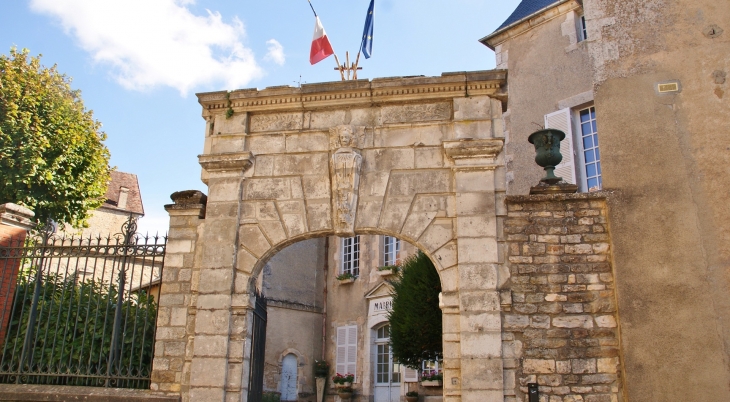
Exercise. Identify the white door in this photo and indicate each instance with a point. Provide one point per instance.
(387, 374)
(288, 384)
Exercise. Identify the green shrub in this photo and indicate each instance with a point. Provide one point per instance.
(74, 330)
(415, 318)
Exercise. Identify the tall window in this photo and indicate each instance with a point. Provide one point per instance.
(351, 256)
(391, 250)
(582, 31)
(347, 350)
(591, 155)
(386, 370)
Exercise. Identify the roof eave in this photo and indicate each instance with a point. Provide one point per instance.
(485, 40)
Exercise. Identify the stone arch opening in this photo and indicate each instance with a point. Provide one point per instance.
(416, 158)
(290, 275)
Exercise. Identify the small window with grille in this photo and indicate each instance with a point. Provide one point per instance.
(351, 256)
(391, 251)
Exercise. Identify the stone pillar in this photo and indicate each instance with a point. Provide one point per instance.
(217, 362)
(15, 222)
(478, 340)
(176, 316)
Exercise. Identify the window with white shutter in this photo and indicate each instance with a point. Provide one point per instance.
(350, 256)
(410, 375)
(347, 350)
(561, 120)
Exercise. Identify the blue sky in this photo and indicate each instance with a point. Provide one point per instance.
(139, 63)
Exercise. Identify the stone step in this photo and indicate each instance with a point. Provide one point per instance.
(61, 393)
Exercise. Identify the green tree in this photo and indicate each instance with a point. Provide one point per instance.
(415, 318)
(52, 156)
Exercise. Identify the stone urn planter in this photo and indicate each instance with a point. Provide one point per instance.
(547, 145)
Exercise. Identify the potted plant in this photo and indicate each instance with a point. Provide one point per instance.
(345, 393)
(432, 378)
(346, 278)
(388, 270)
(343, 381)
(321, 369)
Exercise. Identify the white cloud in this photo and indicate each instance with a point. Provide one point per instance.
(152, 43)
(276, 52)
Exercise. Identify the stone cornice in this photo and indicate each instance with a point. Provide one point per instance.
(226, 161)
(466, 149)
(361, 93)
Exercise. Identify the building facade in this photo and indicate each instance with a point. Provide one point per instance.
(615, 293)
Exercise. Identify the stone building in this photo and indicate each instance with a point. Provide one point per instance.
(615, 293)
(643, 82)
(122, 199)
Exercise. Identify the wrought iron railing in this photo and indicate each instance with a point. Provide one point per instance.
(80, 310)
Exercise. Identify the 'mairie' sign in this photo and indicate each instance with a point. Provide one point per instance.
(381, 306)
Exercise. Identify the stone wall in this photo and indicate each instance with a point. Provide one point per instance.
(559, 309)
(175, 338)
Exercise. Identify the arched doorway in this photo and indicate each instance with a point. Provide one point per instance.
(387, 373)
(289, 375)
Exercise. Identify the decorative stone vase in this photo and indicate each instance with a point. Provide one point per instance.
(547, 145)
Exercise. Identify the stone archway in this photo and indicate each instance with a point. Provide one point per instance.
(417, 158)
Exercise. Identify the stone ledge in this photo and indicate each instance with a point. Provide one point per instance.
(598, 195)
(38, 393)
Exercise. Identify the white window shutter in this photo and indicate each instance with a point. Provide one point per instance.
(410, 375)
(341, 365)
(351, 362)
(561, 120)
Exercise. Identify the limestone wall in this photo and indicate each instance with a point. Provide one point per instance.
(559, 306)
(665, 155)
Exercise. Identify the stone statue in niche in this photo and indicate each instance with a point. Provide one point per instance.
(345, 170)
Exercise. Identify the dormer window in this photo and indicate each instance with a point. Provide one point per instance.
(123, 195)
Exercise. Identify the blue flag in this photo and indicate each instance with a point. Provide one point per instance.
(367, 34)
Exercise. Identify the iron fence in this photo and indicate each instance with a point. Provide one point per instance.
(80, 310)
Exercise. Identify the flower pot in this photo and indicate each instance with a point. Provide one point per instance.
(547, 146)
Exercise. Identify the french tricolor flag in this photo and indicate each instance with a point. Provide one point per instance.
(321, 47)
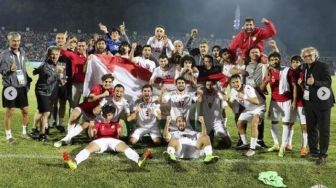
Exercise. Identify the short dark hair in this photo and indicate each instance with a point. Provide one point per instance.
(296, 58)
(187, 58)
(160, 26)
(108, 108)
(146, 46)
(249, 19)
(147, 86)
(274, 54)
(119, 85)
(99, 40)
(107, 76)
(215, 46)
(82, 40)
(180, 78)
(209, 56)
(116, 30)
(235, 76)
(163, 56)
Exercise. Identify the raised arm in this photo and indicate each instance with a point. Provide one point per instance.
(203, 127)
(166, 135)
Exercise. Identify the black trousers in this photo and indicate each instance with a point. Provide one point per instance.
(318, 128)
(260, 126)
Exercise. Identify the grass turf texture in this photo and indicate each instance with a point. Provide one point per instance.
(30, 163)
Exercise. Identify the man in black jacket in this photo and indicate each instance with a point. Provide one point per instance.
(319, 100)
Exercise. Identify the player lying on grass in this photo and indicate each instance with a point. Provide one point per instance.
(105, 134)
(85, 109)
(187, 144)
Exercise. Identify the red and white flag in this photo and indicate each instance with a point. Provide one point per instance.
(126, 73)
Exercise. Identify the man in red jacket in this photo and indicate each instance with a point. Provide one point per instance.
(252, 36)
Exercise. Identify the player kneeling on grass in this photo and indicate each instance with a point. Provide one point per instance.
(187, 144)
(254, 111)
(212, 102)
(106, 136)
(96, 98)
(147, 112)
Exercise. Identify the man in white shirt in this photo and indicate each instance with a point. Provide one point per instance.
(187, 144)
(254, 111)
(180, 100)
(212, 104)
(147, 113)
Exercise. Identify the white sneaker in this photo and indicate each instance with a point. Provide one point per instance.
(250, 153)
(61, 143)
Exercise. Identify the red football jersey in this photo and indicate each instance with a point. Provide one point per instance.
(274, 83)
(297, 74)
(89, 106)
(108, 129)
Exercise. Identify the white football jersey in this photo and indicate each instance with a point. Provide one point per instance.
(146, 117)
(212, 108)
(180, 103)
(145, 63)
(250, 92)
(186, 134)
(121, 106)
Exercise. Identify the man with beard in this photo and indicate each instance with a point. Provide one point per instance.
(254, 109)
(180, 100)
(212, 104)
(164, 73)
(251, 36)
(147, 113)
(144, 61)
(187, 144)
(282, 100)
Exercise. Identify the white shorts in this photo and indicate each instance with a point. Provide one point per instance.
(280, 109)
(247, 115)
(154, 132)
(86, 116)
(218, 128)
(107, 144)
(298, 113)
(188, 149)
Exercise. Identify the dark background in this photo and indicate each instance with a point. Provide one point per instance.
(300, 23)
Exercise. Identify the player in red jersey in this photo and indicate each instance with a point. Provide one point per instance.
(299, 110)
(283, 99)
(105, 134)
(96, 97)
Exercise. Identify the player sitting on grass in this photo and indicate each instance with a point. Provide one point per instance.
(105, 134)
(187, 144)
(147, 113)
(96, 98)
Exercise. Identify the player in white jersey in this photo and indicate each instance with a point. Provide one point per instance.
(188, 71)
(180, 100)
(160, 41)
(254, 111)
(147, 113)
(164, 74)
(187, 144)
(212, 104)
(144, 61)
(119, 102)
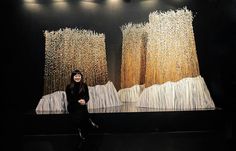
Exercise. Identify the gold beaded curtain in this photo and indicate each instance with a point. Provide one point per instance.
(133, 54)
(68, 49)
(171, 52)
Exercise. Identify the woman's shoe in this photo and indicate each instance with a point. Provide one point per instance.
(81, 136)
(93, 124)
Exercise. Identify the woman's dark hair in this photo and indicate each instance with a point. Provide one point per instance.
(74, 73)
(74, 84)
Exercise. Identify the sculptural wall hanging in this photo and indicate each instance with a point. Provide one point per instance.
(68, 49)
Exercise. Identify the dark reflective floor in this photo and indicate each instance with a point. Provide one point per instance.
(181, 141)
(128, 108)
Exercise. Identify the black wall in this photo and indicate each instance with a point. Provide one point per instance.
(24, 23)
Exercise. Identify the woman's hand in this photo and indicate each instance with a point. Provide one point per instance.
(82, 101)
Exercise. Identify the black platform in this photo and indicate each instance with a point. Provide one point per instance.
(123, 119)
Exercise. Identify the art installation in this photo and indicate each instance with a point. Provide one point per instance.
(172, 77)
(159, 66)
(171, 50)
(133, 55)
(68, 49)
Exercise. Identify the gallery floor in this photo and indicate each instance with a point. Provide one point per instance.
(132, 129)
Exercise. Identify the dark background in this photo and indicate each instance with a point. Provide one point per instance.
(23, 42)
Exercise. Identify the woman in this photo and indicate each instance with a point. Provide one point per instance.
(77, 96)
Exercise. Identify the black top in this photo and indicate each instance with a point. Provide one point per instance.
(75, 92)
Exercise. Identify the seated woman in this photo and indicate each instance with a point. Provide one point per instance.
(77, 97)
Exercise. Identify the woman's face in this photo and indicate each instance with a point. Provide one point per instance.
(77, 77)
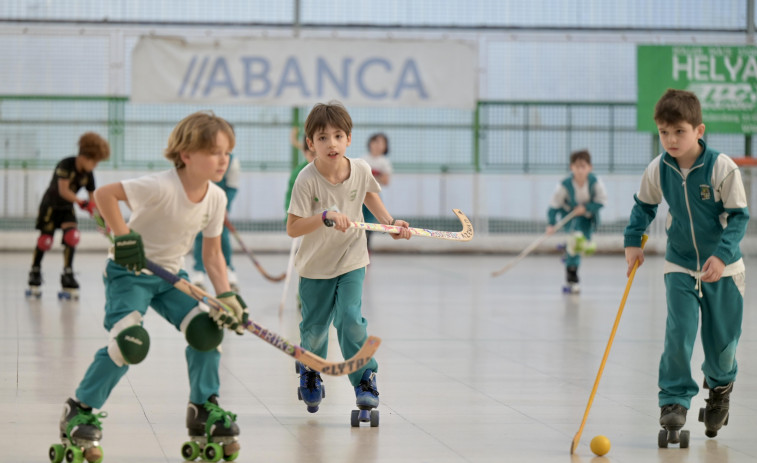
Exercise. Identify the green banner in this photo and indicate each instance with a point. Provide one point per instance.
^^^^
▶ [TASK PROMPT]:
Restate the records from the line containing "Exercise. Identify the seated" through the end of the records, swapping "photo" for "image" and changing nothing else. Omit the pictures.

▶ [OUTPUT BELOW]:
Exercise. Identify the seated woman in this image and indicate each instance with a point. Provide one point per instance.
(77, 97)
Exercise. Identify the woman's face in this image and indicate each instance with a point. Provide one point per instance.
(77, 77)
Exercise. Identify the green banner in this image and indicate each instance with a point. Provide one point per instance.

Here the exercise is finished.